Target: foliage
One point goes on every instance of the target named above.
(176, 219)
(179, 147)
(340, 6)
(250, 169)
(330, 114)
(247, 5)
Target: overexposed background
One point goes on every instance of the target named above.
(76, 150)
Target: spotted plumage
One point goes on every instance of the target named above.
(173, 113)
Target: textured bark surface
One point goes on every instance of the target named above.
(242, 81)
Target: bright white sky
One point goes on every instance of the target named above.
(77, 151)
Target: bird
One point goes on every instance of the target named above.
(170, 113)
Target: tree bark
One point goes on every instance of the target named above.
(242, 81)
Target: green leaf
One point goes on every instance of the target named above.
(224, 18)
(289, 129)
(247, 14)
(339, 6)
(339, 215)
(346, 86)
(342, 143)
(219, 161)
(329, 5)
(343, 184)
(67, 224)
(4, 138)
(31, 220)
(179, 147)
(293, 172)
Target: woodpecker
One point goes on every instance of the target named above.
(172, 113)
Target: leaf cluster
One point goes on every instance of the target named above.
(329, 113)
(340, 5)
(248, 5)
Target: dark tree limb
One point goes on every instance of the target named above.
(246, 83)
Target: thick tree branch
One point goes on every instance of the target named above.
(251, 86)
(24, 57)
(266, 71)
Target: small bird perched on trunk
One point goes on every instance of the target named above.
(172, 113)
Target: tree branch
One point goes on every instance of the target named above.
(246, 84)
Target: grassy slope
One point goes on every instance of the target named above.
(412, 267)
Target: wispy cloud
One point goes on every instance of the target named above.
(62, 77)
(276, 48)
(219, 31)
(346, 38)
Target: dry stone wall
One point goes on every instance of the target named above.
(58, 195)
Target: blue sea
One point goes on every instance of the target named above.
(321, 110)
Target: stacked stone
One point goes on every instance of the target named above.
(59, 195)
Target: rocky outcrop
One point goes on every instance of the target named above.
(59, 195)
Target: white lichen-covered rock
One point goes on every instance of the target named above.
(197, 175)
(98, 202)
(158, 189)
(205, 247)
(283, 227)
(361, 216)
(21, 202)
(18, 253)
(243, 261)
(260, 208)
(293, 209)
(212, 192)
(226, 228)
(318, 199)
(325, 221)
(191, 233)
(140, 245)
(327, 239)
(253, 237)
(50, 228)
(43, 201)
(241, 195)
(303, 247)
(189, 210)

(Ваше задание) Воспроизведите все записи выше слово в слово, ничего в них не меняя.

(Ожидаемый ответ)
Target: foliage
One point goes on every instance of the target named above.
(176, 219)
(179, 147)
(340, 6)
(250, 169)
(330, 114)
(247, 5)
Target: overexposed background
One point goes on every instance of the target named above.
(76, 150)
Target: spotted plumage
One point goes on every instance of the target named above.
(173, 113)
Target: textured bark surface
One point goes on every instance of the target named above.
(242, 81)
Target: bright white sky
One point goes on every instance of the target named above.
(77, 151)
Target: bird
One point goes on every instance of the target named above.
(170, 113)
Target: tree bark
One point goes on every instance of the target named above.
(242, 81)
Target: green leaf
One point goes on every instance of the target named above.
(224, 18)
(289, 129)
(247, 14)
(339, 6)
(339, 215)
(346, 86)
(342, 143)
(219, 161)
(329, 5)
(343, 184)
(67, 224)
(4, 138)
(31, 220)
(179, 147)
(293, 172)
Target: woodpecker
One point goes on every instance of the target named above.
(172, 113)
Target: leaf cluster
One point goes on every instance of the target named above.
(329, 113)
(340, 5)
(248, 5)
Target: dark tree limb
One point goes on every instance of the target named above.
(246, 83)
Target: thick tree branch
One point goes on every instance of the target named above.
(251, 86)
(24, 57)
(266, 71)
Target: small bird perched on trunk
One point goes on every instance of the target named above.
(172, 113)
Target: tree branch
One point goes on every instance of the target named above.
(246, 84)
Target: grassy slope
One point goes on every instance of the target named above.
(412, 267)
Target: wispy cloud
One point goes on every instance of the target named above.
(62, 77)
(276, 48)
(219, 31)
(346, 38)
Target: dry stone wall
One point goes on every instance of the target named above.
(58, 195)
Target: blue sea
One point goes on every instance of the target named above.
(321, 110)
Target: stacked stone
One point goes on every instance of the target named above.
(59, 195)
Target: rocky outcrop
One point goes on every instance of the target named above.
(59, 195)
Target: white lichen-covered rock
One point goes on every instance of the target named above.
(197, 175)
(98, 202)
(158, 189)
(205, 247)
(283, 227)
(361, 216)
(21, 202)
(18, 253)
(243, 261)
(260, 208)
(293, 209)
(212, 192)
(226, 228)
(318, 199)
(325, 221)
(191, 233)
(140, 245)
(327, 239)
(253, 237)
(50, 228)
(43, 201)
(241, 195)
(303, 247)
(189, 210)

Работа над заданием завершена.